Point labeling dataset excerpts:

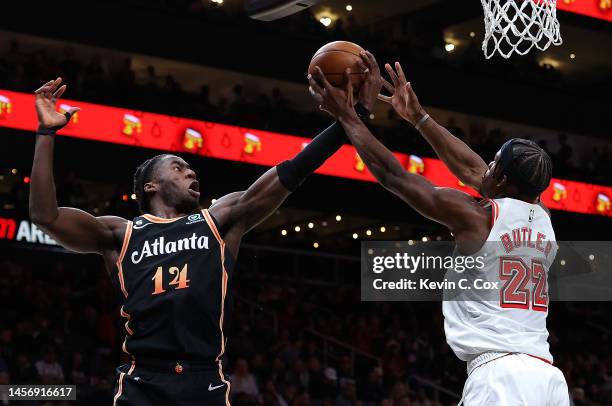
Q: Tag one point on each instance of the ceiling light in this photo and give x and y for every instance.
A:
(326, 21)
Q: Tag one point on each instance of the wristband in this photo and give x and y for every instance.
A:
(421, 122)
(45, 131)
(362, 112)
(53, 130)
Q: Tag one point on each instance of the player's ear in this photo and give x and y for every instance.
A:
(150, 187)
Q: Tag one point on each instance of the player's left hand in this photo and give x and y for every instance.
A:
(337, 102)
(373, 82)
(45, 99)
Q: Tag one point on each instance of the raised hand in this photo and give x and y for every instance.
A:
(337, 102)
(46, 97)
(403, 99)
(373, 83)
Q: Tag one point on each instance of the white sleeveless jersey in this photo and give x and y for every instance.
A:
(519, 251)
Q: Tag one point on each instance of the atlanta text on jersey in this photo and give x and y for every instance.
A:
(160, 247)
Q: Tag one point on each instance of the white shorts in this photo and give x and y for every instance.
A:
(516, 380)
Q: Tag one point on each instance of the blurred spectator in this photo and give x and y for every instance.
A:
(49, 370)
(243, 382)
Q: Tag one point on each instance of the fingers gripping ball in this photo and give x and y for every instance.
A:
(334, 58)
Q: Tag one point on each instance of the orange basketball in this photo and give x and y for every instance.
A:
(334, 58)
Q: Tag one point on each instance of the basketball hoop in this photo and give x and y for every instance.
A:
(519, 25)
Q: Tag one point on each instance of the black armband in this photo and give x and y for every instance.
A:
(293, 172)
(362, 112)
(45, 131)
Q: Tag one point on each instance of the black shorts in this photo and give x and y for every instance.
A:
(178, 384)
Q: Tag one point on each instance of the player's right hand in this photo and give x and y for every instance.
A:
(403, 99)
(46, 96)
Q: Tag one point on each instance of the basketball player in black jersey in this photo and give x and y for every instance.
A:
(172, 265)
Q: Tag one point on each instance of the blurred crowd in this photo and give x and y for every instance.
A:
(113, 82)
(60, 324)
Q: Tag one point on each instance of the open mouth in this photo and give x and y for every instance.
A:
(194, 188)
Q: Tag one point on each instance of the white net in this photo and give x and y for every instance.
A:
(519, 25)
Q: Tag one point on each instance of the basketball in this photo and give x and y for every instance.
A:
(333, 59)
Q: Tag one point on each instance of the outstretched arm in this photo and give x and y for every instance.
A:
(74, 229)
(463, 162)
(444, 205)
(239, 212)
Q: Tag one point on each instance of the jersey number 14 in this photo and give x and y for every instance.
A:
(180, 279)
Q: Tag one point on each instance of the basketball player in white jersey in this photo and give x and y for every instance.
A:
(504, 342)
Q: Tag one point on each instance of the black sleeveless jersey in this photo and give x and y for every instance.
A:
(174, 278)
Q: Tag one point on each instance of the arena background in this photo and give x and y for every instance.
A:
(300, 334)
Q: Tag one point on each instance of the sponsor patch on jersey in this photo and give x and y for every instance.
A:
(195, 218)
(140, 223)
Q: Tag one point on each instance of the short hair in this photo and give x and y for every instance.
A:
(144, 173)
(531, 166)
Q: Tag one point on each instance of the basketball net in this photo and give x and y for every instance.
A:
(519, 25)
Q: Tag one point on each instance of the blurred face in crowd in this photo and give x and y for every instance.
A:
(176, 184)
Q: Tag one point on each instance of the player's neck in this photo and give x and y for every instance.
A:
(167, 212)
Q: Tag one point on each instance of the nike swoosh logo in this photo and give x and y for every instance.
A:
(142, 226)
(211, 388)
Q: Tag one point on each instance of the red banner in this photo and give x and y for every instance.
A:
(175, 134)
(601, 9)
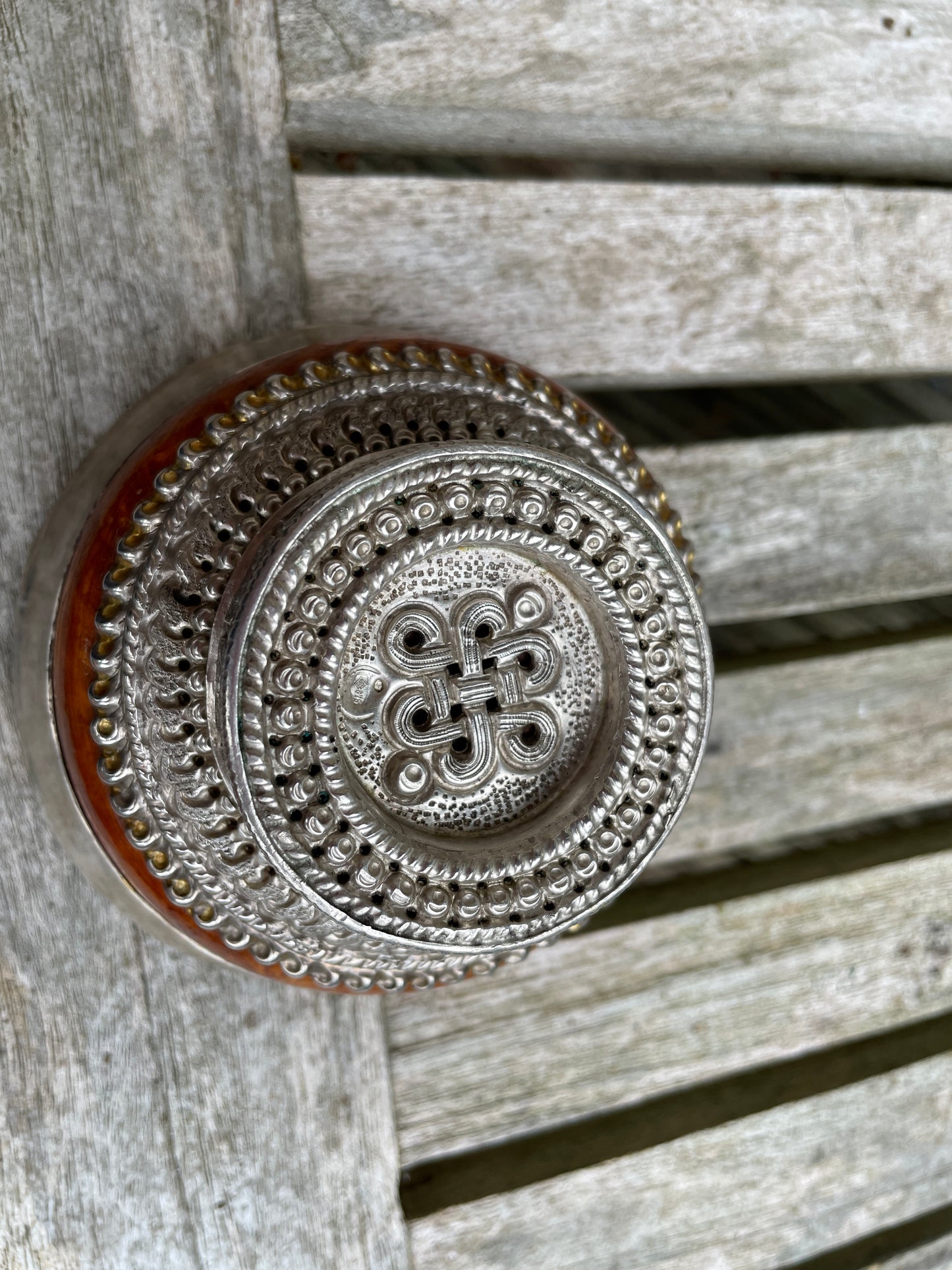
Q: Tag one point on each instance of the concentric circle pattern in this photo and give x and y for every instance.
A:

> _Exercise_: Transcribe the material as is, with images omitted.

> _In response_:
Q: Tag one point on each instance of the ceiling light in this photo and give x and y for every instance.
A:
(326, 21)
Q: Tag one point on each instance of the wristband in this photo and give x and y for every instance.
A:
(421, 122)
(45, 131)
(362, 112)
(53, 130)
Q: Tag one point on each instance of the player's ear in this photo and give x and y for every instance.
A:
(150, 187)
Q: Tag one point on each instance of the player's left hand in this photo and give x and y for every instance.
A:
(337, 102)
(373, 82)
(45, 99)
Q: Tag one point on each instance of the raised hand in this photo and give x and y for every instance.
A:
(337, 102)
(46, 97)
(403, 99)
(373, 83)
Q: Tag one point on each instance of the white sleeveless jersey in this photo and give x and y for every instance.
A:
(519, 251)
Q: Tag one point on each instance of the atlanta text on jersey in this photo and give x and y for every instance.
A:
(160, 247)
Q: Tag one point on each instance of the white shorts in this photo and give x and y for every instance.
A:
(516, 380)
Q: Tag one point on each instance of the blurred spectator in this photo and give x and y for every instance.
A:
(49, 370)
(243, 382)
Q: Tag one point on each instance of the fingers gripping ball in this photo and give x and y for every instance.
A:
(334, 58)
Q: Tag one point on each instance of the orange basketball in this photo and give x and y for every instance.
A:
(334, 58)
Q: Tag one point on each instance of the basketball hoop in this photo and give x and y for every instance.
A:
(519, 25)
Q: Tag one point on each instance of the black armband in this photo and give x and y for every instance.
A:
(293, 172)
(362, 112)
(45, 131)
Q: Tag one point on each instance of the black shorts in this photo and give x and y for every instance.
A:
(178, 384)
Q: Tag one point on each instance of the player's right hand in this photo and give x and y for every instance.
A:
(403, 99)
(46, 96)
Q: Tag one point on each instance of the basketball player in black jersey in this photo and give x and y for every instance.
A:
(172, 265)
Q: Tag one point on each instance of the blurred crowd in this photo and give x and y for every instance.
A:
(113, 82)
(60, 324)
Q: Tag one point on each instance of the open mouth in this photo and give x and y for every instance.
A:
(194, 188)
Q: Tag one point on each instance of the white net in this photo and give x and y for every instance.
A:
(519, 25)
Q: Tag one point on each instance of the basketball in this photo and give x and y for every instance.
A:
(333, 59)
Q: Tag one point on each instance of the outstretched arm in this photo and give x and y for every instance.
A:
(74, 229)
(463, 162)
(444, 205)
(239, 212)
Q: Tag one point on each instance of the jersey number 14 in this photo and give x and y for every instance.
A:
(180, 279)
Q: Tag one point on each instance of the basketball player in white jersey in this photo and give x and y for every instance.
A:
(504, 342)
Q: Tag one point on each instance of the black sleeveless jersey in this photo and give x and y for every instance.
A:
(174, 278)
Q: Tag one point on each instance of the arena background in this photo and give x and y for every instance.
A:
(300, 334)
Q: Tag one point on each instance of the sponsor patch on jersey in this photo and give x and y for every instance.
A:
(195, 218)
(140, 223)
Q: Tag one point on each instance of the short hair in this photo and give x and y for every instance.
A:
(144, 173)
(531, 166)
Q: Tag one point on each instance of the basketball net in this photo and give x and y for every instance.
A:
(519, 25)
Q: Tag one point on each instance of the blurred face in crowd in this photo and give x and y for every instance.
A:
(176, 184)
Q: Tag one point on each instance of the player's neck in this photo and give x and y for every instance.
A:
(167, 212)
Q: Tag one point on each instance of the nike swoosh logo in this photo and give x and y for every instance.
A:
(142, 226)
(211, 388)
Q: Tag one point on each instance of the red banner in this photo and give x and y for every instance.
A:
(175, 134)
(601, 9)
Q: Tag one point on each instance of the concentric circle pattern in this photo and give x and y for every instance.
A:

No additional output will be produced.